# What the task asks
Please retype the records word for word, from their first line up to and including the line that contains "109), (92, 109)]".
---------- Available records ----------
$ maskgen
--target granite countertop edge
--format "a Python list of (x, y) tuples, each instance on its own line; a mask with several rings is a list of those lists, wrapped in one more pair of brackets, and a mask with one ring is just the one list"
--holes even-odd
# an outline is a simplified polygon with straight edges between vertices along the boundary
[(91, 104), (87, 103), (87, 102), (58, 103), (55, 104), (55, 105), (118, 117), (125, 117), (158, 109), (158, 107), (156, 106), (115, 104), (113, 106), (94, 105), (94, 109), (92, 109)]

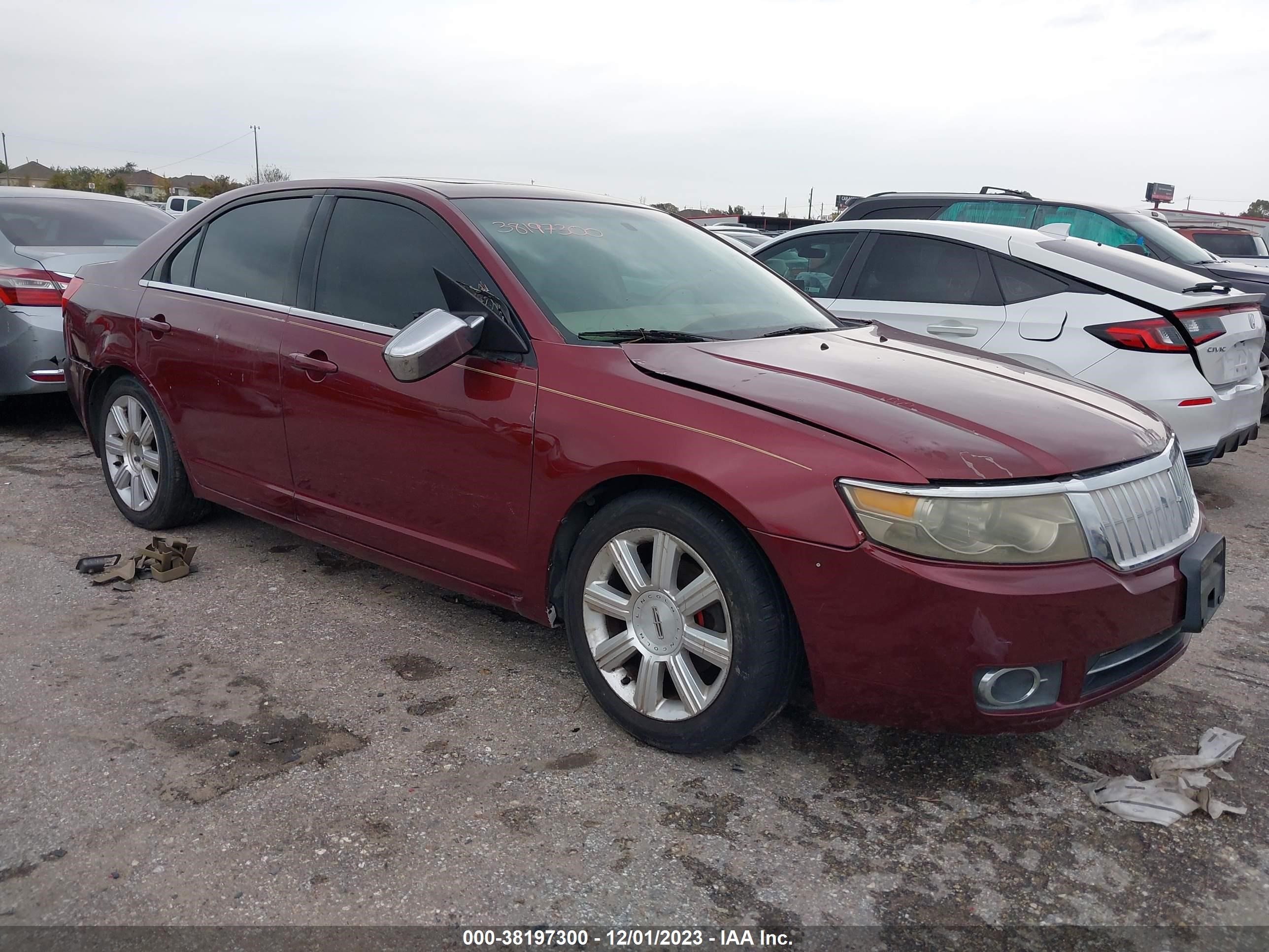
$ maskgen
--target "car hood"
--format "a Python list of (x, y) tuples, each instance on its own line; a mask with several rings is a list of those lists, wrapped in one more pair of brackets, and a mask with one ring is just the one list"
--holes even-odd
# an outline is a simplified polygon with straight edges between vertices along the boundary
[(20, 245), (14, 249), (23, 258), (39, 261), (47, 270), (74, 278), (85, 264), (118, 261), (133, 251), (132, 245), (95, 245), (89, 248), (34, 248)]
[(930, 481), (1062, 476), (1169, 439), (1123, 397), (878, 325), (623, 350), (647, 373), (876, 447)]

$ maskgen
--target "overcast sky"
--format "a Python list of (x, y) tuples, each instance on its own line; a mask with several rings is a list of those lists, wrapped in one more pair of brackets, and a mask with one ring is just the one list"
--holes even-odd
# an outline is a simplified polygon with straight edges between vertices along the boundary
[(816, 212), (983, 184), (1269, 198), (1264, 0), (60, 0), (4, 19), (11, 165), (241, 179), (256, 123), (261, 162), (293, 178), (768, 213), (803, 215), (812, 188)]

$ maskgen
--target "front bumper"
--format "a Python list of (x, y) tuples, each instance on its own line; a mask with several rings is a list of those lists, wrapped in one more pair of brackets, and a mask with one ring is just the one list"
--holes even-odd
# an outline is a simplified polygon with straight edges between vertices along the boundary
[[(976, 566), (754, 533), (784, 581), (816, 703), (832, 717), (961, 734), (1047, 730), (1175, 661), (1185, 581), (1180, 556), (1134, 572), (1098, 561)], [(1151, 642), (1150, 640), (1155, 640)], [(1098, 659), (1141, 645), (1090, 680)], [(983, 711), (985, 668), (1061, 665), (1046, 707)]]
[(60, 307), (0, 305), (0, 396), (66, 390)]

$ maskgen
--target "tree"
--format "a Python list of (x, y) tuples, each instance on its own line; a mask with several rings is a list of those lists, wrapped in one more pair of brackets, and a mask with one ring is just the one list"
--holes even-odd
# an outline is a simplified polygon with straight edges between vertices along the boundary
[(233, 182), (228, 175), (217, 175), (211, 182), (204, 182), (194, 188), (194, 194), (199, 198), (216, 198), (216, 195), (242, 188), (241, 182)]
[(255, 175), (249, 175), (246, 179), (247, 185), (259, 185), (261, 182), (291, 182), (291, 173), (283, 171), (277, 165), (265, 165), (259, 179)]

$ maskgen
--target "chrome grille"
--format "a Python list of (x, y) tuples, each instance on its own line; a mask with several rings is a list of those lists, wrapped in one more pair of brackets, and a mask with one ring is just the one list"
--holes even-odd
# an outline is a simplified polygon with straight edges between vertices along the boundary
[(1093, 553), (1121, 569), (1176, 551), (1193, 537), (1198, 522), (1194, 486), (1185, 458), (1175, 448), (1167, 468), (1071, 494), (1071, 501), (1080, 512)]

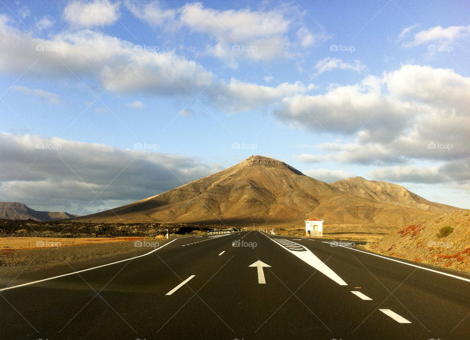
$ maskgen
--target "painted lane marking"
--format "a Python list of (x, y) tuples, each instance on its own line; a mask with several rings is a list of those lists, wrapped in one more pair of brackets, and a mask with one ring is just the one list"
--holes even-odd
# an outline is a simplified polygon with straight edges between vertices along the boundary
[(165, 294), (165, 295), (171, 295), (171, 294), (173, 294), (174, 292), (175, 292), (175, 291), (177, 291), (177, 290), (179, 290), (180, 288), (181, 288), (182, 287), (183, 287), (184, 285), (186, 284), (186, 283), (187, 283), (187, 282), (188, 282), (188, 281), (189, 281), (191, 279), (192, 279), (193, 277), (194, 277), (195, 276), (196, 276), (196, 275), (191, 275), (191, 276), (189, 276), (188, 278), (187, 279), (186, 279), (185, 281), (184, 281), (183, 282), (182, 282), (182, 283), (180, 283), (179, 285), (178, 285), (178, 286), (177, 286), (176, 287), (175, 287), (174, 288), (173, 288), (173, 289), (172, 289), (171, 291), (168, 291), (167, 293), (166, 293), (166, 294)]
[(385, 259), (385, 260), (388, 260), (391, 261), (394, 261), (394, 262), (398, 262), (399, 263), (401, 263), (402, 265), (406, 265), (407, 266), (410, 266), (412, 267), (415, 267), (416, 268), (420, 268), (420, 269), (424, 269), (424, 270), (427, 270), (428, 271), (432, 271), (434, 273), (437, 273), (438, 274), (441, 274), (441, 275), (445, 275), (446, 276), (450, 276), (450, 277), (453, 277), (455, 279), (458, 279), (459, 280), (462, 280), (462, 281), (467, 281), (468, 282), (470, 282), (470, 279), (467, 279), (465, 277), (462, 277), (461, 276), (457, 276), (456, 275), (452, 275), (452, 274), (448, 274), (447, 273), (445, 273), (443, 271), (439, 271), (439, 270), (435, 270), (433, 269), (431, 269), (430, 268), (426, 268), (426, 267), (422, 267), (421, 266), (417, 266), (416, 265), (413, 265), (411, 263), (406, 263), (406, 262), (403, 262), (402, 261), (399, 261), (398, 260), (395, 260), (395, 259), (392, 259), (390, 257), (386, 257), (386, 256), (382, 256), (382, 255), (379, 255), (377, 254), (373, 254), (372, 253), (368, 253), (367, 251), (364, 251), (363, 250), (359, 250), (358, 249), (355, 249), (354, 248), (350, 248), (349, 247), (345, 247), (342, 245), (338, 245), (339, 247), (341, 247), (342, 248), (345, 248), (346, 249), (351, 249), (351, 250), (355, 250), (355, 251), (359, 251), (361, 253), (364, 253), (364, 254), (368, 254), (370, 255), (372, 255), (373, 256), (376, 256), (377, 257), (380, 257), (382, 259)]
[(411, 321), (408, 321), (401, 316), (399, 315), (395, 312), (392, 312), (389, 309), (379, 309), (378, 310), (384, 314), (388, 315), (399, 323), (411, 323)]
[(331, 246), (333, 246), (333, 247), (337, 247), (337, 246), (339, 246), (340, 245), (343, 245), (345, 247), (348, 247), (348, 248), (350, 248), (351, 247), (353, 247), (354, 245), (355, 245), (355, 243), (354, 243), (353, 242), (347, 242), (346, 241), (339, 241), (339, 242), (333, 241), (332, 242), (328, 242), (327, 241), (322, 241), (322, 243), (328, 243), (329, 244), (331, 244)]
[(129, 259), (125, 259), (125, 260), (121, 260), (120, 261), (116, 261), (116, 262), (112, 262), (111, 263), (107, 263), (106, 265), (102, 265), (101, 266), (98, 266), (96, 267), (93, 267), (92, 268), (88, 268), (87, 269), (84, 269), (81, 270), (77, 270), (77, 271), (73, 271), (73, 272), (72, 272), (71, 273), (68, 273), (67, 274), (63, 274), (62, 275), (57, 275), (57, 276), (53, 276), (52, 277), (48, 277), (47, 279), (43, 279), (42, 280), (38, 280), (37, 281), (33, 281), (32, 282), (28, 282), (27, 283), (24, 283), (23, 284), (18, 285), (17, 286), (12, 286), (11, 287), (6, 287), (6, 288), (2, 288), (1, 289), (0, 289), (0, 291), (7, 291), (9, 289), (13, 289), (14, 288), (22, 287), (24, 286), (29, 286), (29, 285), (33, 285), (35, 283), (39, 283), (40, 282), (44, 282), (44, 281), (49, 281), (49, 280), (53, 280), (54, 279), (57, 279), (57, 278), (59, 278), (59, 277), (68, 276), (69, 275), (73, 275), (74, 274), (78, 274), (78, 273), (83, 273), (84, 271), (88, 271), (88, 270), (92, 270), (94, 269), (97, 269), (98, 268), (105, 267), (108, 266), (111, 266), (111, 265), (115, 265), (117, 263), (120, 263), (121, 262), (125, 262), (126, 261), (130, 261), (131, 260), (133, 260), (134, 259), (137, 259), (139, 257), (146, 256), (148, 255), (150, 255), (153, 252), (156, 251), (159, 249), (162, 249), (165, 245), (168, 245), (170, 243), (171, 243), (173, 241), (176, 241), (177, 240), (178, 240), (178, 239), (175, 239), (174, 240), (172, 240), (169, 242), (168, 242), (168, 243), (165, 243), (164, 244), (162, 245), (161, 247), (159, 247), (158, 248), (157, 248), (156, 249), (154, 249), (153, 250), (148, 252), (148, 253), (146, 253), (145, 254), (144, 254), (143, 255), (139, 255), (138, 256), (135, 256), (134, 257), (131, 257)]
[(365, 294), (363, 294), (360, 291), (351, 291), (351, 292), (354, 294), (356, 296), (358, 296), (359, 297), (362, 299), (363, 300), (372, 300), (372, 299), (367, 295), (365, 295)]
[(296, 256), (298, 257), (307, 264), (311, 266), (319, 271), (323, 273), (324, 274), (326, 275), (338, 285), (341, 286), (348, 285), (348, 284), (345, 282), (343, 279), (340, 277), (337, 274), (333, 271), (333, 270), (331, 270), (329, 267), (323, 263), (320, 259), (315, 256), (314, 254), (313, 254), (311, 251), (304, 246), (295, 243), (295, 242), (291, 242), (291, 243), (296, 244), (299, 247), (302, 247), (304, 249), (304, 251), (298, 251), (291, 250), (288, 248), (284, 246), (279, 242), (277, 242), (276, 241), (269, 236), (267, 236), (267, 235), (264, 236), (269, 239), (269, 240), (273, 241), (273, 242), (275, 243), (276, 244), (279, 244), (280, 246), (290, 252), (291, 254), (295, 255)]
[(266, 279), (264, 278), (264, 271), (263, 270), (263, 267), (270, 267), (269, 265), (266, 265), (264, 262), (262, 262), (259, 260), (256, 262), (250, 265), (249, 267), (256, 267), (258, 273), (258, 283), (259, 284), (265, 284)]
----------
# Finished answer
$ maskgen
--target granite countertop edge
--format "a Python list of (x, y) tuples, each instance on its own line; a mask with several rings is a list of those lists, wrapped in one more pair of brackets, and a mask with one ring is just the one list"
--holes even-odd
# an outline is a simplified polygon with straight edges between vertices along the boundary
[(91, 104), (87, 103), (87, 102), (58, 103), (55, 104), (55, 105), (118, 117), (125, 117), (158, 109), (158, 107), (156, 106), (115, 104), (113, 106), (94, 105), (94, 109), (92, 109)]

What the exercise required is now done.